**Exercise details**
Apart from the pictures, every entry should be reproduced exactly.

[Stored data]

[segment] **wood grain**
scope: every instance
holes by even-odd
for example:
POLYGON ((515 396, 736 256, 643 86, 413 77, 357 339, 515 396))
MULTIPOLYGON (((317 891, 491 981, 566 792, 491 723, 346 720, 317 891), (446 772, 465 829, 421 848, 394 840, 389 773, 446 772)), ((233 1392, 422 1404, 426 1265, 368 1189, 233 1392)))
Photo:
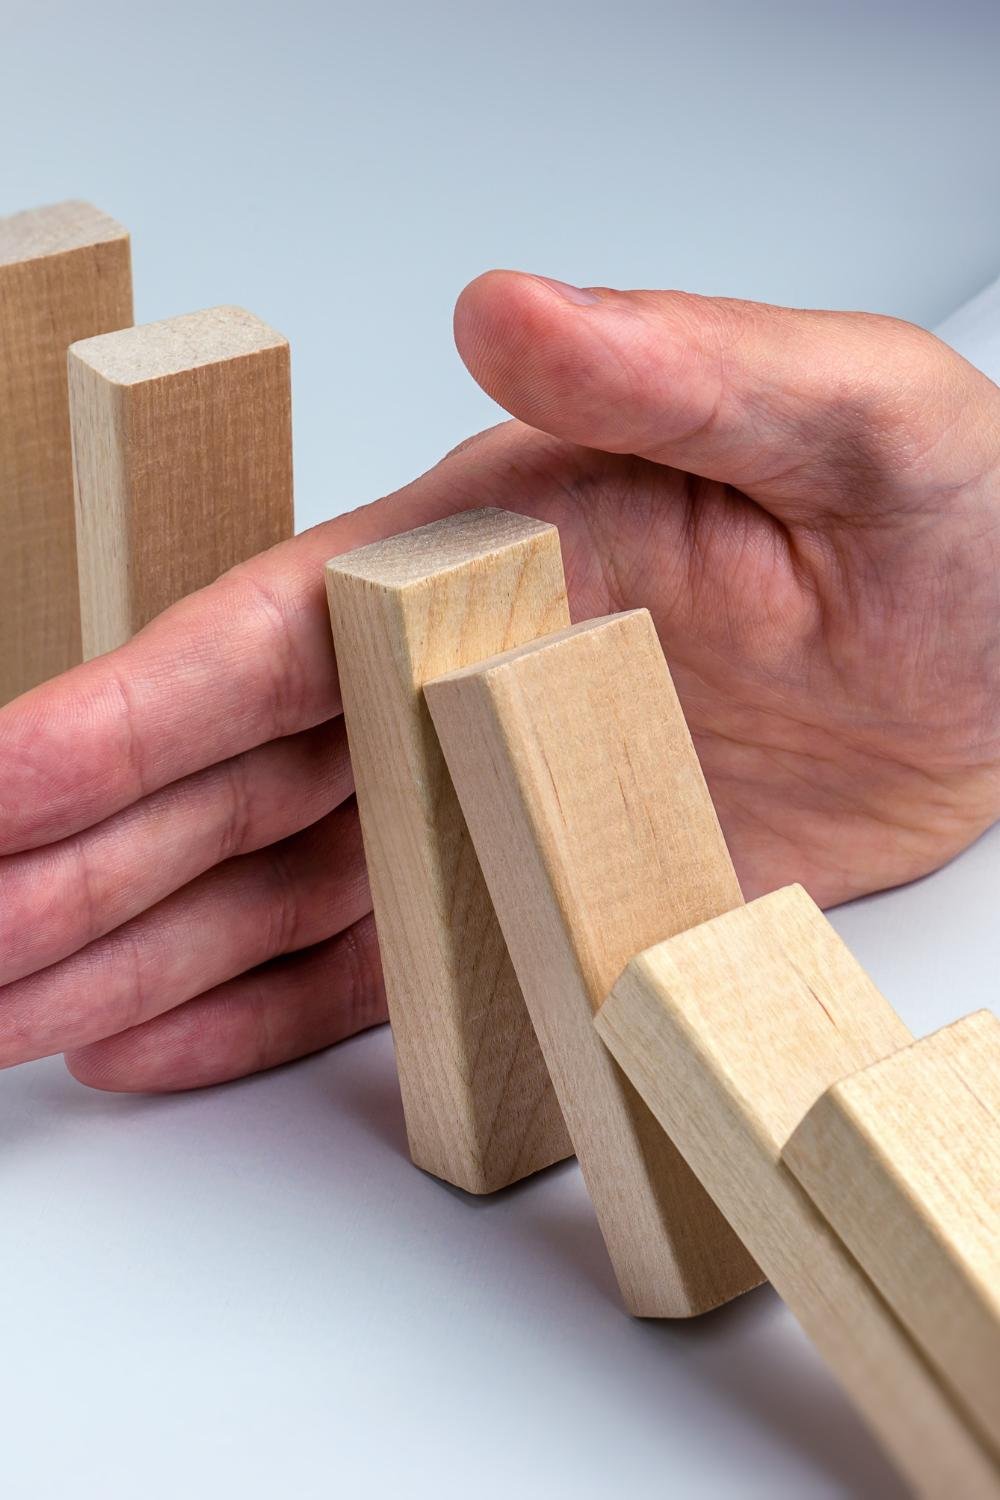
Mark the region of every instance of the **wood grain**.
POLYGON ((912 1040, 822 913, 776 891, 634 958, 596 1027, 918 1493, 992 1456, 781 1161, 817 1098, 912 1040))
POLYGON ((421 688, 566 623, 558 532, 470 511, 327 589, 411 1154, 492 1192, 572 1147, 421 688))
POLYGON ((0 704, 80 660, 66 350, 131 321, 114 219, 89 203, 0 219, 0 704))
POLYGON ((238 307, 69 351, 83 651, 291 536, 287 341, 238 307))
POLYGON ((834 1084, 782 1158, 1000 1453, 1000 1021, 834 1084))
POLYGON ((592 1025, 633 953, 742 900, 652 621, 425 691, 625 1303, 716 1306, 760 1273, 592 1025))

**Result for this task**
[segment] **wood grain**
scope: every instance
holes by even-odd
for example:
POLYGON ((515 396, 736 256, 643 86, 413 77, 357 339, 515 396))
MULTIPOLYGON (((317 891, 491 981, 566 792, 491 723, 346 720, 317 891), (446 772, 465 829, 421 848, 394 840, 389 773, 446 772)), ((233 1392, 422 1404, 426 1265, 368 1189, 233 1392)))
Photo:
Mark the region of every instance of the **wood grain**.
POLYGON ((912 1040, 822 913, 776 891, 634 958, 596 1027, 918 1493, 992 1456, 781 1161, 817 1098, 912 1040))
POLYGON ((421 688, 566 623, 558 532, 470 511, 327 589, 411 1154, 492 1192, 572 1147, 421 688))
POLYGON ((0 704, 80 660, 66 350, 131 321, 114 219, 89 203, 0 219, 0 704))
POLYGON ((238 307, 69 351, 83 651, 291 536, 287 341, 238 307))
POLYGON ((834 1084, 782 1158, 1000 1453, 1000 1021, 834 1084))
POLYGON ((592 1025, 633 953, 742 900, 652 621, 425 691, 625 1303, 716 1306, 760 1273, 592 1025))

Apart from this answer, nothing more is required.